Activities
- A) In the seizure-model text, at what speed does the knurled rod rotate during the equilibrium trials?
- B) Print the seizure-model text from "Hippocampal kindlins seizure" to "et al., Clin.".
- C) Write a continuation of the seizure-model text, picking up after its final sentence.

Subcutaneous pentylenetetrazole induced-seizure (PTZ) model
In the subcutaneous pentylenetetrazole (PTZ)-induced seizure model, seizures are induced 0.5 and 4 hrs after test compound administration by i.p. injection of PTZ (85mg/kg in mice and 70 mg/kg in rats). Protection is defined as the inhibition of clonic spasms over a 30 min observation period.
Hippocampal kindlins seizure model
This model is particularly useful as it not only provides an experimental model of seizures, but also offers a means of studying the complex brain networks that may contribute to the spread and generalization of seizures from the focus. Biological testing using hippocampal kindling seizure model follows the Lothman procedure (Lothman, et al. , Epilepsy Res., 1988, 2:366) or the Silver procedure (Silver, et al, Ann. Neurol. (1991)
29:356). See also, Lothman, et al., Brain Res., 1994, 649:71, and Racine, et al., Clin.
Neurophysiol., 1972, 32:281.
Neurotoxicity screen Preliminary neurotoxicity induced by the test compound may be characterized by neurologic abnormalities and poor performance in given tasks. For instance, the neurologic deficit may be indicated by the inability to maintain equilibrium for one minute in each of three trials on a knurled rod rotating at 6 rpm. Other tests for neurotoxicity include the rotorod ataxia test, positional sense test, and gait and stance test. In the positional sense test, one hind leg is gently lowered over the edge of a table. The animal quickly reacts by returning the leg to the normal position. Failure to do so rapidly indicates a neurologic deficit. In the gait and stance test, the neurologic deficit is indicated by a circular or zigzag gait, ataxia, and/or other abnormal events that may include abnormal spread of legs, body posture, tremor, hyperactivity, lack of exploratory behavior, somnolence, stupor, and catalepsy.

Raw data
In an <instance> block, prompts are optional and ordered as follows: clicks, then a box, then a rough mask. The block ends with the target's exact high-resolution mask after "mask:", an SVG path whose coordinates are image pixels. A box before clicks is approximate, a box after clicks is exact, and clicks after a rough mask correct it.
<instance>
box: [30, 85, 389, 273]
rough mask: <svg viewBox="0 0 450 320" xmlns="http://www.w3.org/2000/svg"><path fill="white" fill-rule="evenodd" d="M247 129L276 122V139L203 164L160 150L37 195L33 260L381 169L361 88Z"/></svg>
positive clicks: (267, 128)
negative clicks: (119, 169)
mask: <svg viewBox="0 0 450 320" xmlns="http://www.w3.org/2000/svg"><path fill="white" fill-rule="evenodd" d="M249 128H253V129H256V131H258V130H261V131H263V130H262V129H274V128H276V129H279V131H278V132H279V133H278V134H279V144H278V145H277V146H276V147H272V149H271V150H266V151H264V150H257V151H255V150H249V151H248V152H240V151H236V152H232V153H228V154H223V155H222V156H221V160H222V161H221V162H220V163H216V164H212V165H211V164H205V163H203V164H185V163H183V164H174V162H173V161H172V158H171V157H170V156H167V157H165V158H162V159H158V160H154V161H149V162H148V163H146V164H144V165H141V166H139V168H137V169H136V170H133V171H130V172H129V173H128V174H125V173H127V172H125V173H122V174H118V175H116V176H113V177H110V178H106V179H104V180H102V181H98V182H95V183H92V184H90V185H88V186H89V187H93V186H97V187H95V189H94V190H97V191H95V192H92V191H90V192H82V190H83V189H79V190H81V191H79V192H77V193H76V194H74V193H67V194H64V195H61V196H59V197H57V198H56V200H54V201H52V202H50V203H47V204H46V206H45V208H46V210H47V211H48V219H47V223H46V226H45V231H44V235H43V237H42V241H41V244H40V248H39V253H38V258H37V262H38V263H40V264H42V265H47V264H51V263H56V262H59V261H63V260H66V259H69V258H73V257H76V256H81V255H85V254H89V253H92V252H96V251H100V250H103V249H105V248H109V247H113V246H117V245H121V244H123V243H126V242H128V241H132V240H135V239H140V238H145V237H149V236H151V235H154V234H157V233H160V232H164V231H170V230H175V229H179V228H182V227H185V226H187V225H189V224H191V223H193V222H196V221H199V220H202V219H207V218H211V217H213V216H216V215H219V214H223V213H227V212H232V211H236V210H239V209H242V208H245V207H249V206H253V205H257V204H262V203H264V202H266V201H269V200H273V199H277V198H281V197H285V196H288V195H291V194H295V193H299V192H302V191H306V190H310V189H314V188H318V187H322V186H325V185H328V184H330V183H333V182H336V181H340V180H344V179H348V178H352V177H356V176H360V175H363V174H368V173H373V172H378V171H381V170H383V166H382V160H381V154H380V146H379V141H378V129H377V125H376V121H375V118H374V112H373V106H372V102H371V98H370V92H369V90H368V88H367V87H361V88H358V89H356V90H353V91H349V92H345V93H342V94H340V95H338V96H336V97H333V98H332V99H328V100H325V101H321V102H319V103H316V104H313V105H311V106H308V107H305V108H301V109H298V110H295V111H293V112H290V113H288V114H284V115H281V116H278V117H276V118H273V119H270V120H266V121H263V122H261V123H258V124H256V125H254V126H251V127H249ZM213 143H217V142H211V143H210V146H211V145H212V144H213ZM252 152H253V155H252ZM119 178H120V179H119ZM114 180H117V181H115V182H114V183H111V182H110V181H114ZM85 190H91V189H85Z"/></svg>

Written responses
- A) 6 rpm

- B)
Hippocampal kindlins seizure model
This model is particularly useful as it not only provides an experimental model of seizures, but also offers a means of studying the complex brain networks that may contribute to the spread and generalization of seizures from the focus. Biological testing using hippocampal kindling seizure model follows the Lothman procedure (Lothman, et al. , Epilepsy Res., 1988, 2:366) or the Silver procedure (Silver, et al, Ann. Neurol. (1991)
29:356). See also, Lothman, et al., Brain Res., 1994, 649:71, and Racine, et al., Clin.

- C)
Initial testing (PTZ, MES, Neurotoxicity) was carried out in the specified number of animals at doses of 30, 100, 300 mg/kg (Table 3), at interval times of 30 minutes and 4 hours after administering the test compound.
Biological testins results
In vivo biological test results are given in Tables 2 and 3. Compounds not tested are shown as blank. Compounds 31, 32, 29, 9, 2, 5, 10, 11, 13 show activity in the pilocarpine assay (Table 2). Compounds 29 and 13 are active in the MES assay (Table 3); 29 and 12 are active in PTZ (Table 3); 30, 5, 10 and 12 showed no toxicity; 29 and 13 showed moderate toxicity at higher doses (Table 3).
For anti epileptic screening: number of animals protected over number of animals tested is shown. For toxicity screening: number of animals showing toxicity symptoms over number of animals tested is shown.
The results obtained in the in vivo assays clearly illustrate the anti-ictogenic activity of this dihydrouracil family of compounds. Compounds 31, 29, 9, 5, 10, 11, 13 presented moderate activity in the pilocarpine assay with 2 of the 4 treated animals being protected from seizure activity. Compounds 32 and 2 presented strong activity with 3 of 4 animals treated being protected.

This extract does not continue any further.